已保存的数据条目
__________
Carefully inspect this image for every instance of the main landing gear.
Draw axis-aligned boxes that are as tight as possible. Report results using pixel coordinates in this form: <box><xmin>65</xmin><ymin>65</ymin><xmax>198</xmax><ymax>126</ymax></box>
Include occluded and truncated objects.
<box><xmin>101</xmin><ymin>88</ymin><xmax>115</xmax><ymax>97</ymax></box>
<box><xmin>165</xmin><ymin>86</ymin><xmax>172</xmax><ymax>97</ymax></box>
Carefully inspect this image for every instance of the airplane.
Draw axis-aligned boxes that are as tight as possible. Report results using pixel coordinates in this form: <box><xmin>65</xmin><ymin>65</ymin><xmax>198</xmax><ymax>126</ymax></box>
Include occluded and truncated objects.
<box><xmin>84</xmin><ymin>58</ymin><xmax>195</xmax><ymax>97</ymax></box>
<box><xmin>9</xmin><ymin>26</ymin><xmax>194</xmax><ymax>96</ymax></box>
__________
任务说明
把数据中从含有“Carefully inspect this image for every instance of the airplane.”的那一行起直到数据末尾的各行原样重写一遍，起止两行都包括在内。

练习输出
Carefully inspect this image for every instance of the airplane.
Draw axis-aligned boxes that are as tight as possible. Report results using pixel coordinates in this form: <box><xmin>65</xmin><ymin>65</ymin><xmax>198</xmax><ymax>126</ymax></box>
Include occluded and truncated objects.
<box><xmin>84</xmin><ymin>58</ymin><xmax>195</xmax><ymax>97</ymax></box>
<box><xmin>9</xmin><ymin>26</ymin><xmax>194</xmax><ymax>96</ymax></box>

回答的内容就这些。